───── Task inputs ─────

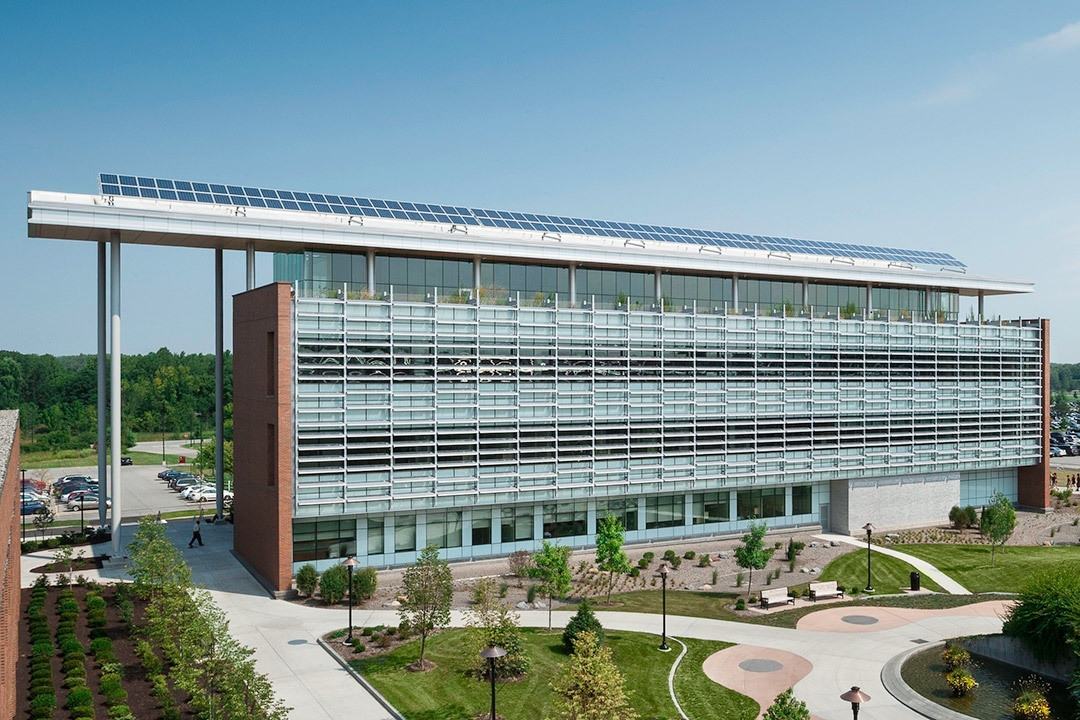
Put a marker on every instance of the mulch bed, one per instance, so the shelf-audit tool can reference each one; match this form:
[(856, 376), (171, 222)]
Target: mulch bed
[(143, 704), (84, 564)]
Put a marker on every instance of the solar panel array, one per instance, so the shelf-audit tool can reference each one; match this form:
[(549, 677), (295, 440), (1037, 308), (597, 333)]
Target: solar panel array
[(131, 186)]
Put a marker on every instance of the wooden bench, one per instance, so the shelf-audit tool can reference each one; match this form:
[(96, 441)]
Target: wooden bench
[(778, 596), (825, 591)]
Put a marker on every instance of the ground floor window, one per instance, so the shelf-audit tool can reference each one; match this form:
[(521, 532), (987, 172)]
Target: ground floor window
[(767, 502), (624, 510), (322, 540), (516, 524), (801, 500), (565, 519), (404, 533), (482, 527), (712, 507), (664, 512), (444, 529)]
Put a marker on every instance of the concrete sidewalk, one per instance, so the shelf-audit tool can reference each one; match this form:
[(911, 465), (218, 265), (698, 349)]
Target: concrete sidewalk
[(946, 583)]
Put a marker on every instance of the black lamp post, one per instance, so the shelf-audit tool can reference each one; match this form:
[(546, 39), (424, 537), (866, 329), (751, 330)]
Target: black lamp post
[(663, 595), (350, 562), (490, 654), (869, 529), (856, 697)]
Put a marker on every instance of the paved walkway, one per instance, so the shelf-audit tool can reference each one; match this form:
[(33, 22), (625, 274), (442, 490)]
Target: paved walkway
[(309, 680), (946, 583)]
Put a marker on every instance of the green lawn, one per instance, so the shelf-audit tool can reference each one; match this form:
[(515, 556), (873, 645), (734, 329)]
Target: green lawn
[(447, 693), (679, 602), (970, 565), (889, 573)]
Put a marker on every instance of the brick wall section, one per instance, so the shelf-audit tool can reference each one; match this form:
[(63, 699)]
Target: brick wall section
[(262, 432), (10, 595), (1033, 483)]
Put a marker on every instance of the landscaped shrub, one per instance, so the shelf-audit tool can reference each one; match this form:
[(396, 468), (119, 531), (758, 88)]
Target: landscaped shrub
[(334, 584), (307, 580)]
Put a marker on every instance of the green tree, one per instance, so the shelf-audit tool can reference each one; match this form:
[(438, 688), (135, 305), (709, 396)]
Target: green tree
[(429, 591), (787, 707), (553, 567), (998, 522), (609, 556), (590, 685), (753, 555)]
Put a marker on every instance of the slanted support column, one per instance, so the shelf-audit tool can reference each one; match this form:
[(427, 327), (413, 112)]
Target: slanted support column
[(117, 485), (218, 384), (250, 252), (103, 310), (370, 272)]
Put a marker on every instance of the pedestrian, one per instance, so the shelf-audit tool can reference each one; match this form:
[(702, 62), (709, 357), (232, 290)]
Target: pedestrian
[(196, 534)]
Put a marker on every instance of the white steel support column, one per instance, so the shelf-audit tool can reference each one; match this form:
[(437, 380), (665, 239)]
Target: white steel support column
[(250, 252), (218, 384), (103, 310), (116, 485)]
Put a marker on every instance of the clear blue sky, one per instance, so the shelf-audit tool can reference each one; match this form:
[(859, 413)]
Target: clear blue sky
[(948, 126)]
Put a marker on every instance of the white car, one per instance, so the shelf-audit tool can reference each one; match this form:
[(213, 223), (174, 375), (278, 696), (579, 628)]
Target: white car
[(207, 494)]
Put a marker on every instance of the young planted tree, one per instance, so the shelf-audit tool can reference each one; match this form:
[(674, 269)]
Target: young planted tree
[(998, 522), (609, 555), (553, 567), (429, 589), (753, 555), (591, 685)]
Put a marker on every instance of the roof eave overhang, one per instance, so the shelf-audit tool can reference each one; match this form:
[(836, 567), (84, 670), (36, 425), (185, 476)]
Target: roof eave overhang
[(93, 218)]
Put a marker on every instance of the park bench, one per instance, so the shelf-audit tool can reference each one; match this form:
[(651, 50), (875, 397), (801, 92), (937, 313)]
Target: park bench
[(825, 591), (778, 596)]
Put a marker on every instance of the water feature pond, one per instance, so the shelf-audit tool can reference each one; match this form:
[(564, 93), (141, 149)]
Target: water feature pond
[(925, 673)]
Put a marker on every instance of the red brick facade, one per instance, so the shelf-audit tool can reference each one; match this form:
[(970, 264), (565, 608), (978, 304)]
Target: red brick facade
[(262, 432), (10, 595), (1033, 483)]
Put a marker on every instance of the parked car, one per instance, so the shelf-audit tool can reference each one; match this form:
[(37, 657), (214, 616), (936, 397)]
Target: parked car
[(86, 502), (208, 494)]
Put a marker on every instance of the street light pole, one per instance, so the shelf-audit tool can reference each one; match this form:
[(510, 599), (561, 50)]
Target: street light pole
[(351, 562), (869, 529), (663, 595), (490, 654)]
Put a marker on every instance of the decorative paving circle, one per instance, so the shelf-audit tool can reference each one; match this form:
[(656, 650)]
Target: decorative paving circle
[(860, 620), (760, 665)]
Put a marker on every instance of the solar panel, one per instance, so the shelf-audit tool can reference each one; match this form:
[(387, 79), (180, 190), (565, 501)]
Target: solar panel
[(239, 195)]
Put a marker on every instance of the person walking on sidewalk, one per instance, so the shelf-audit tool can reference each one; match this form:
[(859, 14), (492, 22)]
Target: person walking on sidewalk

─────

Reproduce all of the items above line for line, omitting the pictures.

Put a marker on every instance of the mulch bed, one per instance, so the shelf-audit tool can reference each one; match this form:
[(856, 376), (171, 222)]
Target: mulch bed
[(143, 704), (84, 564)]
Put a marker on every instance of the solar panel array, one per instance, so the shelf-audit tool can reference each one; match this form:
[(549, 677), (295, 440), (1037, 308), (597, 333)]
Target: solar panel array
[(131, 186)]
Put a marker on every instance of the wooden bench, one per instance, so the shelf-audit tool can reference each one; match this form:
[(96, 441)]
Target: wooden bench
[(778, 596), (825, 591)]
Put a marker on every instance of the ground floor window, one per instance, so the shelf-audit tool can reference each one; match this form:
[(521, 532), (987, 172)]
Target: ground floor window
[(767, 502), (624, 510), (322, 540), (516, 524), (801, 500), (565, 519), (404, 533), (482, 527), (712, 507), (664, 512), (444, 529)]
Put a marker on every instance of the concrete sidewalk, one per instance, so the shelf-audit tool can reference each one; match this form:
[(911, 465), (218, 265), (698, 349)]
Target: concrete sidewalk
[(946, 583)]
Put a marker on every instance of the black lamp post, one per instance, so the shelf-audit tool can reference each one; match this form:
[(546, 39), (424, 537), (866, 329), (751, 330)]
Target: black lamp post
[(663, 595), (350, 562), (490, 654), (869, 529), (856, 697)]
Put a marker on every instance of the paved walkway, one per instance, so the shelf-audit tool can reference each one; match this form:
[(33, 22), (625, 274), (442, 490)]
Target: paved walkway
[(309, 680), (946, 583)]
Put a marker on every instance of the green lawn, one per instance, so the shelf-audit tool can reference each one; match this form:
[(515, 556), (873, 645), (734, 329)]
Target: green lawn
[(447, 693), (679, 602), (970, 565), (889, 573)]
Put a marker on every instance of the brick wall section, one per instance, so the shelf-audit tool can reference each one; match this form:
[(63, 699)]
Target: brick wall section
[(262, 432), (10, 595), (1033, 483)]
Put a marker on every instance of the landscaped shrub, one per instance, so the shelf-audit tool can reference each one; match this form:
[(396, 468), (119, 531), (758, 88)]
Target: landscaped shrub
[(334, 584), (307, 580)]
Put a marker on every instance of the green tree, one per instance, so the shelf-audit tool can reference each one; match this form:
[(438, 688), (135, 305), (709, 396)]
Target: green tree
[(429, 591), (787, 707), (553, 567), (998, 522), (609, 556), (590, 685), (753, 555)]
Put a marker on every instance of the slanted support column, one per instance, so the shelf-audit tool can reference each one; match this form:
[(427, 327), (413, 112)]
Target: slanted support column
[(117, 485), (218, 384), (250, 252), (103, 310), (370, 272)]
Put a marker on every instance of the pedestrian, one per instance, so the shelf-audit tool can reference each one; match this form:
[(702, 62), (709, 357), (232, 290)]
Target: pedestrian
[(196, 534)]
Put a marker on every instance of the white steel support column, one per instance, so the shelf-audit tool can reference each one; match this form:
[(437, 380), (665, 239)]
Target: white steel support column
[(250, 252), (218, 384), (103, 310), (116, 485)]
Put a marker on every instance of the clear blue sky, one per instance, so the shelf-audit tool can reference each one; match this form:
[(859, 413)]
Target: clear blue sky
[(948, 126)]
Put a marker on every instance of the white car, one per instance, so the shelf-audit tool can reference each one; match this form:
[(213, 223), (174, 375), (278, 696), (579, 628)]
Target: white car
[(207, 494)]
Put a marker on every instance of the young planted tree, one per instance, so the shelf-audit tool can reference each one; match this form:
[(674, 269)]
Target: young planted tree
[(998, 522), (609, 555), (553, 567), (429, 589), (753, 555), (591, 685)]
Put a marker on every instance of the roof eave overhang, one per instance, so the shelf-audit tool can reference each one; match this form:
[(836, 567), (84, 670), (36, 425), (185, 476)]
Target: roof eave overhang
[(93, 218)]
Put a marker on every instance of the park bench, one per instance, so the shelf-audit tool can reference each one; match this form:
[(651, 50), (875, 397), (801, 92), (937, 313)]
Target: park bench
[(825, 591), (778, 596)]
Put a marker on every instance of the water feature pond, one per instance, so the shelf-audit tool can reference each one; match this form:
[(564, 93), (141, 149)]
Target: water feature pond
[(925, 673)]
Put a marker on every instance of the red brick facade, one per instance, so the shelf-audit tool can reference each one; match this form:
[(970, 264), (565, 608), (978, 304)]
Target: red brick facade
[(262, 432), (10, 595), (1033, 483)]
Put a marker on every instance of the parked car, one per instance, so the shelf-audit tool can reference each one; match this form:
[(37, 657), (214, 616), (936, 397)]
Target: parked car
[(86, 502), (208, 494)]
Put a marker on every instance of the street light pole, one per instance, so the shelf-audit tool can reference each one; match this form:
[(510, 599), (561, 50)]
Target: street light pole
[(351, 562), (869, 529), (663, 595), (490, 654)]
Put a marker on every instance of the decorative paving circle, one per instance, so the shelf-audit tool can reference each one; match this form:
[(656, 650)]
Target: decorative paving circle
[(860, 620), (760, 665)]
Put a marker on every instance of the solar panel, one per instance, so the shelf-audit tool can reference each one; match this form:
[(387, 79), (180, 190), (565, 501)]
Target: solar panel
[(239, 195)]
Put a marker on every instance of the person walking on sidewalk, one per instance, so the shelf-audit tool can reference each one; match this form:
[(859, 14), (492, 22)]
Target: person walking on sidewalk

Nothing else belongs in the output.